Material for this exercise:
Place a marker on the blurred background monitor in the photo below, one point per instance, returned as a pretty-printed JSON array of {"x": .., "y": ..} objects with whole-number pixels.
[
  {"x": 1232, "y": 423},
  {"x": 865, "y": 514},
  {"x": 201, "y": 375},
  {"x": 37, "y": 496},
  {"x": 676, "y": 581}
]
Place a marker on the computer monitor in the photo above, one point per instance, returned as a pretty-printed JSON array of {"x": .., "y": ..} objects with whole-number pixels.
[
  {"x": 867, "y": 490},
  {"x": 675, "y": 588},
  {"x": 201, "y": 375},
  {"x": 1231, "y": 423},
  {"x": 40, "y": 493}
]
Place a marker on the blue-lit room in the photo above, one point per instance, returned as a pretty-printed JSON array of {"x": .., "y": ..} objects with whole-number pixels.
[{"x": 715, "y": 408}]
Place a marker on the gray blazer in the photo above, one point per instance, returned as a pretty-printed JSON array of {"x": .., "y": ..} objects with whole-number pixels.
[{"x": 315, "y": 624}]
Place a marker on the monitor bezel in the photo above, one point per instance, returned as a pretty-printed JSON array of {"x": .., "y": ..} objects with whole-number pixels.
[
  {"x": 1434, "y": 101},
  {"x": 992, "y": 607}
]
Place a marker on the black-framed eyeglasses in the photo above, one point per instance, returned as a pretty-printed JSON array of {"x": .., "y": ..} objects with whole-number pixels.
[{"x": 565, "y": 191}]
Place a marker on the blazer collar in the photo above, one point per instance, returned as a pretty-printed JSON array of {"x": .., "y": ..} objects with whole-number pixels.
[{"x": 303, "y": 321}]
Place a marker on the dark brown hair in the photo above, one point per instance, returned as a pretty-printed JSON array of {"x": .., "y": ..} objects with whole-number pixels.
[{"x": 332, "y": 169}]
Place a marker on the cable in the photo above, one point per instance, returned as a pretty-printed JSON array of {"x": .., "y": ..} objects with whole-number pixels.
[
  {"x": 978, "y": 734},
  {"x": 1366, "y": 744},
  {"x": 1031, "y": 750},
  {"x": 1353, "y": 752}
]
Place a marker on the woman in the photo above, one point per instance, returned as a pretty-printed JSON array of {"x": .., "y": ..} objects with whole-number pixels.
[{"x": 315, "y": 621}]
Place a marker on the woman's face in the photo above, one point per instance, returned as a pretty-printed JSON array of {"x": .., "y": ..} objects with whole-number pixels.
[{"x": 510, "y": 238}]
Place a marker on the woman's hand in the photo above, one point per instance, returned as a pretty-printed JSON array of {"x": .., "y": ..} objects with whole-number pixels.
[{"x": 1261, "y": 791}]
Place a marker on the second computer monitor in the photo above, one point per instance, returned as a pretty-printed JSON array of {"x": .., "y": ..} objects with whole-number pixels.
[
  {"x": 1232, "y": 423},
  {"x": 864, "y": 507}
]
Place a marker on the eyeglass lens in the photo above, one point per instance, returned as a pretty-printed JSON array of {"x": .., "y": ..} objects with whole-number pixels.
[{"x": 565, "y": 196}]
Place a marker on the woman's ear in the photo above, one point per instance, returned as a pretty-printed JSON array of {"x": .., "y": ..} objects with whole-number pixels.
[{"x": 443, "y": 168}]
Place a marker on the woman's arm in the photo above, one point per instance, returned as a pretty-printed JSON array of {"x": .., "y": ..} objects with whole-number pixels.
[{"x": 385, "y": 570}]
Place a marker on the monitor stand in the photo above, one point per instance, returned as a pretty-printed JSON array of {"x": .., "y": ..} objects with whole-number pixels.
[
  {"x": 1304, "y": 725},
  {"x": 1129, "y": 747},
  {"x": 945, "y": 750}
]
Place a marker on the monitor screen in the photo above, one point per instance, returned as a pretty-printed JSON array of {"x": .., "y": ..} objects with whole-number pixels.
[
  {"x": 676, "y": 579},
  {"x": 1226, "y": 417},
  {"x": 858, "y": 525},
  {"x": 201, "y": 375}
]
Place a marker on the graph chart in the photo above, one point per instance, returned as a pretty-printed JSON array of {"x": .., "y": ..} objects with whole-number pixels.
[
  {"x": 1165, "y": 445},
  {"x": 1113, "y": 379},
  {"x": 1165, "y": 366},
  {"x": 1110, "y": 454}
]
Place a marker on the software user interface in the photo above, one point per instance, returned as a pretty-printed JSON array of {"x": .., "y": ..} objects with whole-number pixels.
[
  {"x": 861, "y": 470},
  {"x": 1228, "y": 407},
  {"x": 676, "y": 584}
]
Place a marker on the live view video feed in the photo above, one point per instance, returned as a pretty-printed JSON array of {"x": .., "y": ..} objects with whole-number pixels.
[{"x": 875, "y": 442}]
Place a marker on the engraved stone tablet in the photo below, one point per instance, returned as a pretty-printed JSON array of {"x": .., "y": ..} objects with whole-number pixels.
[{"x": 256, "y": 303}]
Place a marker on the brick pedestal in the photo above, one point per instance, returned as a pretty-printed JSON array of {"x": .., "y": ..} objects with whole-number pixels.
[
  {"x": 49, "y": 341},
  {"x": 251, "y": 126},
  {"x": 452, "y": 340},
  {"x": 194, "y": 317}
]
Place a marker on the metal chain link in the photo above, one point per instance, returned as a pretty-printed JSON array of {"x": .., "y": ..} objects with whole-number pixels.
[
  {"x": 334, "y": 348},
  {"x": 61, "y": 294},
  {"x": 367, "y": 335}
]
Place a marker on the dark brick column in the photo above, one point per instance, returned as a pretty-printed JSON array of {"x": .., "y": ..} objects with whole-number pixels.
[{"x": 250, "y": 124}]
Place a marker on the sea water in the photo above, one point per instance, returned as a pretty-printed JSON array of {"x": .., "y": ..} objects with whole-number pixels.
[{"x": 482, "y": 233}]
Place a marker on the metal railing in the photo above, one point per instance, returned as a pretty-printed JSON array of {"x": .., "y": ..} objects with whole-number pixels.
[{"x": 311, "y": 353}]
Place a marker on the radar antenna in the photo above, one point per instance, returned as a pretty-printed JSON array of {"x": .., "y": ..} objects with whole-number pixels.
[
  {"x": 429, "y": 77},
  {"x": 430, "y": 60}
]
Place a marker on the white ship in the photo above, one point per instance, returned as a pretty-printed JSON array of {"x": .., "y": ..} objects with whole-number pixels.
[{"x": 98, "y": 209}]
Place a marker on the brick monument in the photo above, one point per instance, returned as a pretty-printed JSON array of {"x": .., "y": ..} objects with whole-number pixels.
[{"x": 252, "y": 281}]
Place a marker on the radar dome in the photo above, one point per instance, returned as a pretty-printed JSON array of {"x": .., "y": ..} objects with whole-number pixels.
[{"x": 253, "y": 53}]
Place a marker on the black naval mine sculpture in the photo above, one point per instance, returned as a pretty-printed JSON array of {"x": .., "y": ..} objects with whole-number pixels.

Problem description: Rewrite all of the material above as a numbered list with one line per item, leaving out any blank lines.

Output below:
1. Place a marker on the blurred background monitor in the photo below, one point per instance, returned as a pretty-printed JSON array of {"x": .., "y": ..} objects with whole-number pixels.
2. [
3.   {"x": 1232, "y": 423},
4.   {"x": 865, "y": 514},
5.   {"x": 201, "y": 375},
6.   {"x": 37, "y": 496},
7.   {"x": 676, "y": 581}
8. ]
9. Place a marker on the computer monitor in the photo above, one point per instance, returned as a pretty-printed JSON array of {"x": .., "y": ..} objects with whole-number pixels.
10. [
11.   {"x": 867, "y": 490},
12.   {"x": 675, "y": 588},
13.   {"x": 201, "y": 375},
14.   {"x": 1231, "y": 423},
15.   {"x": 40, "y": 493}
16. ]
17. Place a marker on the blue-lit room in the photo above, one point per instance, returned as a pretty-printed JSON array of {"x": .., "y": ..} objects with whole-number pixels.
18. [{"x": 715, "y": 408}]
19. Place a marker on the gray blazer in the photo above, one point per instance, returned as a pretty-printed JSON array of {"x": .., "y": ..} objects with whole-number pixels.
20. [{"x": 315, "y": 624}]
21. Place a marker on the monitor bezel in the photo above, one point per instance, returned as a pretty-printed JSON array of {"x": .., "y": ..} objects with whole-number pixels.
22. [
23.   {"x": 1434, "y": 101},
24.   {"x": 992, "y": 607}
25. ]
26. Place a marker on the black-framed eyeglasses in the photo above, one point per instance, returned as a pretty-printed JSON array of {"x": .., "y": ..} objects with whole-number pixels.
27. [{"x": 565, "y": 191}]
28. Place a marker on the blazer collar in the photo above, one point per instance, returned as a pretty-printed JSON array of {"x": .., "y": ..} objects with whole-number pixels.
29. [{"x": 303, "y": 321}]
30. Place a marker on the dark brown hair in the photo above, one point per instance, returned as a pretty-printed JSON array of {"x": .., "y": ..} objects with whole-number pixels.
31. [{"x": 332, "y": 169}]
32. Place a marker on the cable in the photo above, one point per instance, returned as a pretty-printed JSON array of {"x": .., "y": ..} objects with whole-number pixels.
33. [
34.   {"x": 978, "y": 734},
35.   {"x": 1366, "y": 744},
36.   {"x": 1031, "y": 750},
37.   {"x": 1353, "y": 752}
38. ]
39. Place a marker on the woman in the photo above, one point per instance, returned as a pretty-printed JSON array of {"x": .., "y": ..} objects with whole-number pixels.
40. [{"x": 315, "y": 621}]
41. Place a marker on the woman's face in the photo above, one point per instance, returned as a pretty-printed JSON array of {"x": .., "y": ..} objects with whole-number pixels.
42. [{"x": 510, "y": 238}]
43. Place a marker on the woman's hand in the photo above, one point per instance, returned as a pretty-printed JSON array of {"x": .., "y": ..} objects with whole-number pixels.
44. [{"x": 1261, "y": 791}]
45. Place a marker on the second computer monitor in the photo above, one point per instance, returned as a pretty-printed JSON array of {"x": .., "y": ..} objects with whole-number pixels.
46. [
47.   {"x": 1232, "y": 423},
48.   {"x": 864, "y": 507}
49. ]
50. Place a marker on the eyeglass lens in the photo above, one point per instance, returned as a pretty-printed JSON array of {"x": .., "y": ..} objects with whole-number pixels.
51. [{"x": 565, "y": 196}]
52. Place a marker on the woman's ear in the photo above, one point per instance, returned as a pretty-printed JSON array of {"x": .., "y": ..} objects with whole-number pixels.
53. [{"x": 443, "y": 168}]
54. Place a marker on the woman's arm in the photo above, one point per instance, returned as a pretty-printed JSON array of {"x": .., "y": ..} objects with whole-number pixels.
55. [{"x": 385, "y": 570}]
56. Place a marker on the monitor stand in the photo above, one point per instance, returned as a pretty-printed JSON array of {"x": .., "y": ..} objects with whole-number pixels.
57. [
58.   {"x": 1304, "y": 725},
59.   {"x": 1129, "y": 747},
60.   {"x": 945, "y": 750}
61. ]
62. Place a marker on the monitor screen in the photo above, one point per instance, returned as a pretty-printed JSON array of {"x": .., "y": ..} objects with whole-number pixels.
63. [
64.   {"x": 676, "y": 579},
65.   {"x": 1226, "y": 417},
66.   {"x": 858, "y": 525},
67.   {"x": 201, "y": 375}
68. ]
69. Place a marker on the graph chart in the photo above, one point per instance, returned as a pretty-printed JSON array of {"x": .., "y": ..} objects with whole-number pixels.
70. [
71.   {"x": 1165, "y": 445},
72.   {"x": 1113, "y": 379},
73.   {"x": 1165, "y": 366},
74.   {"x": 1110, "y": 454}
75. ]
76. Place a marker on the software user interface in the photo above, one point per instance, returned as a pretty-printed JSON array of {"x": .., "y": ..} objects with whole-number pixels.
77. [
78.   {"x": 861, "y": 470},
79.   {"x": 1228, "y": 407},
80.   {"x": 676, "y": 584}
81. ]
82. Place a marker on the live view video feed in the photo above, one point per instance, returned as a pretty-printed JSON array of {"x": .., "y": ..} objects with whole-number pixels.
83. [{"x": 875, "y": 442}]
84. Place a marker on the engraved stone tablet in the photo below, one point per instance, returned as a pretty-printed JSON array of {"x": .., "y": ..} objects with whole-number pixels.
85. [{"x": 256, "y": 303}]
86. Place a marker on the brick pedestal in the photo above, one point per instance, returned as a pretty-printed JSON array of {"x": .., "y": ..} objects with whole-number pixels.
87. [
88.   {"x": 49, "y": 341},
89.   {"x": 251, "y": 126},
90.   {"x": 452, "y": 340},
91.   {"x": 194, "y": 317}
92. ]
93. Place a marker on the metal chain link in the photo above, one point per instance, returned as a pretty-printed JSON array of {"x": .., "y": ..} objects with whole-number pixels.
94. [
95.   {"x": 334, "y": 348},
96.   {"x": 61, "y": 294},
97.   {"x": 367, "y": 335}
98. ]
99. Place a marker on the dark brick column in the photo above, one point per instance, returned as a pretty-printed JSON array of {"x": .., "y": ..} objects with whole-number pixels.
100. [{"x": 250, "y": 124}]
101. Place a marker on the sea water in the photo above, one point per instance, returned as a pretty-printed JSON array of {"x": .., "y": ..} objects with whole-number pixels.
102. [{"x": 482, "y": 233}]
103. Place a marker on the metal railing in the photo above, one point per instance, returned as a pretty-printed JSON array of {"x": .., "y": ..} objects with whole-number pixels.
104. [{"x": 311, "y": 353}]
105. Place a marker on the radar antenna in the photo above, one point per instance, returned as a pretty-printed JSON array of {"x": .., "y": ..} objects with whole-number pixels.
106. [
107.   {"x": 429, "y": 77},
108.   {"x": 430, "y": 60}
109. ]
110. Place a marker on the white ship in the photo above, one point per instance, returned as a pretty-printed JSON array of {"x": .., "y": ..} objects with whole-number pixels.
111. [{"x": 98, "y": 209}]
112. Place a marker on the brick monument in the photo above, one point per instance, returned as a pretty-printed JSON array of {"x": .., "y": ..} objects with whole-number pixels.
113. [{"x": 252, "y": 281}]
114. Place a marker on the radar dome in the photo above, one point per instance, returned as a pretty-printed JSON array of {"x": .., "y": ..} objects with whole-number pixels.
115. [{"x": 253, "y": 53}]
116. Place a marker on the black naval mine sculpture in the photo above, one point per instance, returned as a pretty-printed JSON array of {"x": .., "y": ..} objects with whole-number pixels.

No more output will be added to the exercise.